* **What you have to do**: Scan the data below and pick out the lines containing the word "string".

==== Records for the exercise ====

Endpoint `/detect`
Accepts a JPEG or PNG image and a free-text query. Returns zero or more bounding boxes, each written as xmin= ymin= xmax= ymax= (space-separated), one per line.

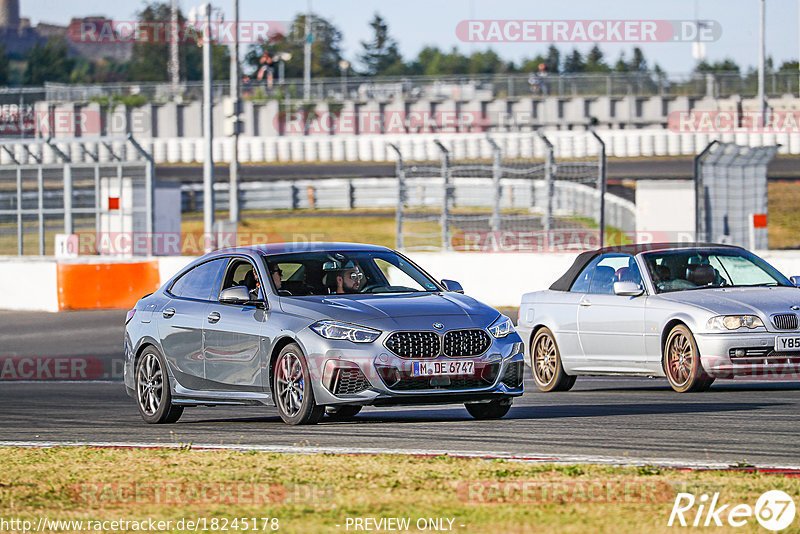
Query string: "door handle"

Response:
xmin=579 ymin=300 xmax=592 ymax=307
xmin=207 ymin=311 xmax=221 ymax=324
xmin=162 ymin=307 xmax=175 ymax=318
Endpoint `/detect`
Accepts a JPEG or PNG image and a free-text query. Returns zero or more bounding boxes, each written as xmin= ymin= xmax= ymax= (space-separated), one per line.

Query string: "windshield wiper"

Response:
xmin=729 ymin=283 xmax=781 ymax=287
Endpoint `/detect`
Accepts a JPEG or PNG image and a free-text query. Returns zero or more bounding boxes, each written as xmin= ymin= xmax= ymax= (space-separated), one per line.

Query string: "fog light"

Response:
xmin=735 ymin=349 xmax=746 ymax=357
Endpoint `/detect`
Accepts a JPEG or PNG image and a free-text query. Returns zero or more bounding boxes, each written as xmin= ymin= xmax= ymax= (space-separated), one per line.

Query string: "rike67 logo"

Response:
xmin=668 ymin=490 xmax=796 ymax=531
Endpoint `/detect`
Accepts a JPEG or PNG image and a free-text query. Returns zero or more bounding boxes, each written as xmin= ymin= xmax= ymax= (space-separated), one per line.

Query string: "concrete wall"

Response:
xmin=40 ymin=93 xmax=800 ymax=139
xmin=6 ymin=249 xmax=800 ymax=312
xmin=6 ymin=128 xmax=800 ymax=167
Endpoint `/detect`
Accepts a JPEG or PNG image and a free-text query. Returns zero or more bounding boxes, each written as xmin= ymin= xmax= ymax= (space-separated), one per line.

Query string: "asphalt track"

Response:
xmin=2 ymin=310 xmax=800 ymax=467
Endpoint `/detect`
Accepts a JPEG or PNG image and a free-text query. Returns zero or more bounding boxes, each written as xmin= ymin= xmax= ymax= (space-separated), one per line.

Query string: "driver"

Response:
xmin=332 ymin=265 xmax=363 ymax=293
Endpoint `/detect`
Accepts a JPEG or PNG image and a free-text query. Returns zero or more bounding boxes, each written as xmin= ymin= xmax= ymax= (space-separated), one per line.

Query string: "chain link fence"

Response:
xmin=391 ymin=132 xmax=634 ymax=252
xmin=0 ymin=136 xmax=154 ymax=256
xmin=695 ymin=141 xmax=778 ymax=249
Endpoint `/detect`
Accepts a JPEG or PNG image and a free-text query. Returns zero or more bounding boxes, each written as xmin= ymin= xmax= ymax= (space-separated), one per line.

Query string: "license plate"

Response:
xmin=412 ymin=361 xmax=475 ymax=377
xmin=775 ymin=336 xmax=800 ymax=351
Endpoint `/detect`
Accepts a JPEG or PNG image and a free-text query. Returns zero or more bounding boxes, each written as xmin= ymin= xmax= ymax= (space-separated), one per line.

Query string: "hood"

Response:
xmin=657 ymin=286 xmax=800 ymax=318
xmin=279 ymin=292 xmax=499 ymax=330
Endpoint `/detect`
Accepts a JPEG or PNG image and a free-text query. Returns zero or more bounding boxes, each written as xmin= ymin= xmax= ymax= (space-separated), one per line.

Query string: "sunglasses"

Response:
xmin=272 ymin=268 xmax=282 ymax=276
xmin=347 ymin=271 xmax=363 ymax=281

====

* **Written response**:
Query string: "door handle"
Query string: "windshield wiper"
Query string: "fog light"
Query string: "rike67 logo"
Query string: "concrete wall"
Query string: "asphalt track"
Query string: "driver"
Query string: "chain link fence"
Query string: "license plate"
Query string: "hood"
Query string: "sunglasses"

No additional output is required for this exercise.